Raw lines
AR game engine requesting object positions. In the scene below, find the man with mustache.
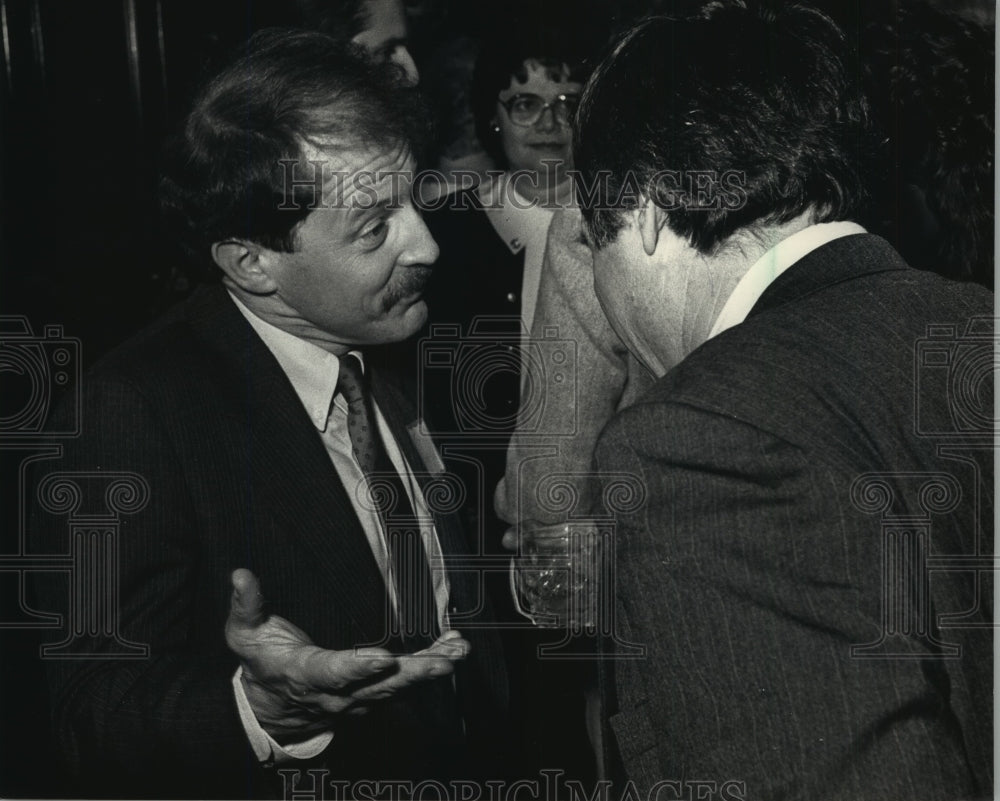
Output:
[33,31,506,798]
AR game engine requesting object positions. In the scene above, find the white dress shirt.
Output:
[230,293,449,763]
[708,222,867,339]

DESCRIPTION OF THE TASK: Give the lines from the one with "white dress shirt." through the end of the lines as a two-column CSV with the headers text and answer. Write one row for each text and its answer, each in a single quoted field with line breaks replaced by spaces.

RESPONSE TO THIS TASK:
text,answer
"AR game engine requesting object positions. In the scene above, find the white dress shirt. Output:","[230,293,449,763] [708,222,867,339]"